### Document passage
• • • • •
Double Jeopardy
- Date: June 27, 1972
- Venue: Las Vegas Convention Center, Las Vegas, Nevada
- Title(s) on the line: NABF heavyweight title

Tale of the tape
- Boxer: Muhammad Ali / Jerry Quarry
- Nickname: "The Greatest" / "Irish"
- Hometown: Louisville, Kentucky / Bakersfield, California
- Purse: $500,000 / $200,000
- Pre-fight record: 36–1 (25 KO) / 43–6–4 (26 KO)
- Age: 30 years, 5 months / 27 years, 1 month
- Height: 6 ft 3 in (191 cm) / 6 ft 0 in (183 cm)
- Weight: 216+1⁄2 lb (98 kg) / 198 lb (90 kg)
- Style: Orthodox / Orthodox
- Recognition: WBA/WBC No. 1 Ranked Heavyweight NABF heavyweight champion Former undisputed heavyweight champion / WBA/WBC No. 2 Ranked Heavyweight

Result
- Ali defeated Quarry via 7th round TKO

= Muhammad Ali vs. Jerry Quarry II =

Muhammad Ali vs. Jerry Quarry II, billed as Double Jeopardy, was a professional boxing match contested on June 27, 1972, for the NABF heavyweight championship.
Ali won on a TKO after the referee stopped the fight at Ali's request.

==Background==
Ali called Quarry “the last of the white hopes” and described himself and Bob Foster as the soul brothers. Foster was facing Quarry's brother Mike as the first half of a double header.

Ali was rated a 5‐1 favourite going into the bout.

==The fight==
Quarry did better than in their first fight but once again struggled to close the distance with Ali, who once again dominated most of the fight from the outside. Quarry was hurt going into the seventh round, and after landing several unanswered shots, Ali signaled to the referee to stop the fight, which he did shortly afterwards.
• • • • •
### Record excerpts
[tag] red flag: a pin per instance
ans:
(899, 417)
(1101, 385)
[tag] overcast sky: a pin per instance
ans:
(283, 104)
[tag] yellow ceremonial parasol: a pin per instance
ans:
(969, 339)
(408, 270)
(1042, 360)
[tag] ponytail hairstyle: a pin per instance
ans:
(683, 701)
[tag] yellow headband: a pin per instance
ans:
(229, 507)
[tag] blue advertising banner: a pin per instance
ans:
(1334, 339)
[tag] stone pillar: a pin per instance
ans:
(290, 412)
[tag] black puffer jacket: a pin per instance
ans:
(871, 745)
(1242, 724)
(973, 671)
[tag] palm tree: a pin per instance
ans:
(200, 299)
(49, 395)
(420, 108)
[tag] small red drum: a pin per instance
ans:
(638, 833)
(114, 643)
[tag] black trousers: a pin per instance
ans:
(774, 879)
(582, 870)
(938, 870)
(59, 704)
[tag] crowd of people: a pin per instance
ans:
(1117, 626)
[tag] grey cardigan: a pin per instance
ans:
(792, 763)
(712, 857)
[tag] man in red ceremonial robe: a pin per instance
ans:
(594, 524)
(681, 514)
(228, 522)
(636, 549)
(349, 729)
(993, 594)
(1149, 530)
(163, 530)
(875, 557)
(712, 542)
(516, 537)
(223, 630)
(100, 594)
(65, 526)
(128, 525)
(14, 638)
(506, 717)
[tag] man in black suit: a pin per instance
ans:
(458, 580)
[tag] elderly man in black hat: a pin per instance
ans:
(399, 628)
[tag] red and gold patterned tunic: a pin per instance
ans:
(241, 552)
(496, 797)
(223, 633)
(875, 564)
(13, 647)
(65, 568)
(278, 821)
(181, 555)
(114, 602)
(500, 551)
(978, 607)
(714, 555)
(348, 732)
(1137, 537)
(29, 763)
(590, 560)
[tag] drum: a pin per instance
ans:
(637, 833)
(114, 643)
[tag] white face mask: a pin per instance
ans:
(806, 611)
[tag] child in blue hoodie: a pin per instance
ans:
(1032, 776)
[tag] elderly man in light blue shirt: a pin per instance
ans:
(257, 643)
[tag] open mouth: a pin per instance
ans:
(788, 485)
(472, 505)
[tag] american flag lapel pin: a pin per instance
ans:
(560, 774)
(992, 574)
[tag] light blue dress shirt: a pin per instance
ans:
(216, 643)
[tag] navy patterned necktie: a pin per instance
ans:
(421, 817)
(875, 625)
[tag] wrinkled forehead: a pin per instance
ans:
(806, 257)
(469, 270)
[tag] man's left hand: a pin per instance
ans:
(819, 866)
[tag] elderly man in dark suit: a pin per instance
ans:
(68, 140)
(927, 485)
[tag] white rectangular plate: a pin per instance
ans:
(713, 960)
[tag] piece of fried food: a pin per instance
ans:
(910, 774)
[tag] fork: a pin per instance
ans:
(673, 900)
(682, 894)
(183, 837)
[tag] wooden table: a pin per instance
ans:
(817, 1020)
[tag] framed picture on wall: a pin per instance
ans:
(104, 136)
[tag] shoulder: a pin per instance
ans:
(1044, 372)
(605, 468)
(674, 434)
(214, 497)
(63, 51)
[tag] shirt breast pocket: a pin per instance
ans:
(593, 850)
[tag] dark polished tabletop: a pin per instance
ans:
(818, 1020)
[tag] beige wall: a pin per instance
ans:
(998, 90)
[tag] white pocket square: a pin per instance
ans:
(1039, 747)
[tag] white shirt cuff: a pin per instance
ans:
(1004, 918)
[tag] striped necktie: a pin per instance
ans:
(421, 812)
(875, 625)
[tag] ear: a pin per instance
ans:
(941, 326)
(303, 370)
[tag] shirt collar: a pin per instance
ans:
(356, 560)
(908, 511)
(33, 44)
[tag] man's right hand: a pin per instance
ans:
• • • • •
Rewrite the stretch of the text on the Ali–Quarry rematch from "Muhammad Ali vs. Jerry Quarry II, billed" through "at Ali's request.", putting "official" wherever "referee" appears. The entries stand apart from the text on the Ali–Quarry rematch and are separate material.

Muhammad Ali vs. Jerry Quarry II, billed as Double Jeopardy, was a professional boxing match contested on June 27, 1972, for the NABF heavyweight championship.
Ali won on a TKO after the official stopped the fight at Ali's request.